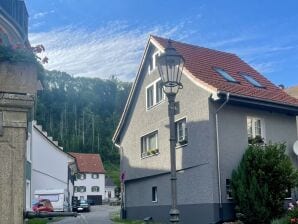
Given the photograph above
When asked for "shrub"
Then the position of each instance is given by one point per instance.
(259, 183)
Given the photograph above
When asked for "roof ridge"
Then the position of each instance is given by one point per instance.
(193, 45)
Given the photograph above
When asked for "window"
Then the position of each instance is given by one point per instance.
(288, 193)
(251, 80)
(181, 131)
(229, 189)
(154, 93)
(150, 96)
(95, 176)
(154, 194)
(81, 176)
(95, 189)
(82, 189)
(152, 62)
(255, 130)
(149, 144)
(224, 74)
(159, 92)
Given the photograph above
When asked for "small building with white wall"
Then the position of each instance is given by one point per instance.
(90, 180)
(51, 167)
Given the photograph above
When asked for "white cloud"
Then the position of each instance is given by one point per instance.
(42, 14)
(114, 49)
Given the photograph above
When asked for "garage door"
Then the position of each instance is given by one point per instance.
(96, 199)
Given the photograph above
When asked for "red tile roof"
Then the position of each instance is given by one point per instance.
(200, 61)
(88, 163)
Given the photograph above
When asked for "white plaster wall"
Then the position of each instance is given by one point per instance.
(88, 183)
(49, 164)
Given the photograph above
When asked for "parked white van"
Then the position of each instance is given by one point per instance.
(58, 197)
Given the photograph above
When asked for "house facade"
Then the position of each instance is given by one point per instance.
(51, 167)
(90, 180)
(224, 105)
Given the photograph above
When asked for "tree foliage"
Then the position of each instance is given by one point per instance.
(82, 113)
(260, 182)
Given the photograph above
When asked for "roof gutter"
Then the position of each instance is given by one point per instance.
(218, 153)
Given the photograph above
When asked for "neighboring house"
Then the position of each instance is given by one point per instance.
(90, 180)
(51, 167)
(110, 188)
(224, 105)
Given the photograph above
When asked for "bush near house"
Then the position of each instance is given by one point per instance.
(260, 182)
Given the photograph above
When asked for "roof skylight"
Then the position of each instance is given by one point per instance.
(251, 80)
(224, 74)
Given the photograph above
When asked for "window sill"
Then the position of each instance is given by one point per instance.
(147, 156)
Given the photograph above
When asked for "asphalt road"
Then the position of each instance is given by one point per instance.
(97, 215)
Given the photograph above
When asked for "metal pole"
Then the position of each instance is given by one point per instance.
(174, 212)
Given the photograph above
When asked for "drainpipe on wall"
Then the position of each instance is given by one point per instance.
(218, 155)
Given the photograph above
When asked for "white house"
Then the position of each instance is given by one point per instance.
(48, 166)
(90, 181)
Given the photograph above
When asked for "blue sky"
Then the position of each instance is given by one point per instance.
(100, 38)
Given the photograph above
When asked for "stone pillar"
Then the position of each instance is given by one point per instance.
(13, 113)
(17, 93)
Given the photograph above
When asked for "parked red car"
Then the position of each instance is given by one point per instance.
(43, 205)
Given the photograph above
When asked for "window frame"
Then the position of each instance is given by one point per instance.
(183, 142)
(154, 197)
(97, 176)
(152, 62)
(229, 189)
(154, 85)
(95, 187)
(262, 135)
(147, 152)
(82, 189)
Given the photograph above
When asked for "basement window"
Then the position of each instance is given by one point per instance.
(224, 74)
(149, 144)
(154, 194)
(229, 189)
(251, 80)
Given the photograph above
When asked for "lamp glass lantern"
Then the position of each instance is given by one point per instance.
(170, 66)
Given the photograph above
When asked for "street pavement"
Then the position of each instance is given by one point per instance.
(97, 215)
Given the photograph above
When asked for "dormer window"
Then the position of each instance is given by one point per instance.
(251, 80)
(224, 74)
(152, 62)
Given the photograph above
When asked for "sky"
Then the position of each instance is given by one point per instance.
(104, 38)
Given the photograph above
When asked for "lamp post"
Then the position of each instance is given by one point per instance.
(170, 65)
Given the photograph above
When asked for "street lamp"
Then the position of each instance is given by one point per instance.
(170, 65)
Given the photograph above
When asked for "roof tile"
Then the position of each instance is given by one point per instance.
(200, 61)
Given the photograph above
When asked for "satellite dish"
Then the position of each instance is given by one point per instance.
(295, 148)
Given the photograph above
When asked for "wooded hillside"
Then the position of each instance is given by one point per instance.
(82, 113)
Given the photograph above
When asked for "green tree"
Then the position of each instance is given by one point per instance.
(260, 182)
(83, 113)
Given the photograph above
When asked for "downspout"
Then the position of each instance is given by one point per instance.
(218, 155)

Work to be completed:
Scan the records above for the string "parked", then select every line that holds it.

Task output:
When asked for "parked white van"
When asked for "parked red car"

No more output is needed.